=== 課題の目的 ===
空気揚水装置の原文抜粋から、「組み込まれたはめ込み板の外周」で始まり「に変えて設置することできる。」で終わる部分を、一字一句変えずに返してもらえますか？

組み込まれたはめ込み板の外周には、密閉のための囲い板が設けられる。この囲い板は、揚水筒の一部分を構成する。
【0013】
図3における切り込みの形状は、両板を確実にはめ込むことができる形状であればこの形には限定されない。さらにはめ込み板の幅及び切り込みの間隔を調整することにより、筒状空間の大きさと数は、自由に変えることができる。したがって、設置場所に合わせて空気揚水装置の形は随意に変えて設置することできる。
【0014】
多数の揚水管に代えて、多数の角型の筒状空間を形成する本発明の空気揚水装置では、例えば、高さ1m面積1m四方に納めた5cm角の揚水筒400本で毎時150トン程度の揚水量がある。またポンプも毎時150トンの揚水量を達成するには揚水ポンプでは、設置条件などにより出力5.5〜15.0KW、配管の口径200mmを要するのに対し、空気揚水ポンプとしてのブロワーポンプでは、設置条件などに関係なく出力3.7KW、口径65mmでよい。このため本発明による空気揚水装置によれば、水底の貪溶存酸素水、富栄養水を大量に水面に拡散させることが容易で、積極的に環境改善を図ることができ、水生動植物の繁殖に大いに有効である。

=== 元資料 ===

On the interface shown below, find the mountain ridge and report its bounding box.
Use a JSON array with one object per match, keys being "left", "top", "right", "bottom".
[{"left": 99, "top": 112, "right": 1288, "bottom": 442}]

=== 解答例 ===
組み込まれたはめ込み板の外周には、密閉のための囲い板が設けられる。この囲い板は、揚水筒の一部分を構成する。
【0013】
図3における切り込みの形状は、両板を確実にはめ込むことができる形状であればこの形には限定されない。さらにはめ込み板の幅及び切り込みの間隔を調整することにより、筒状空間の大きさと数は、自由に変えることができる。したがって、設置場所に合わせて空気揚水装置の形は随意に変えて設置することできる。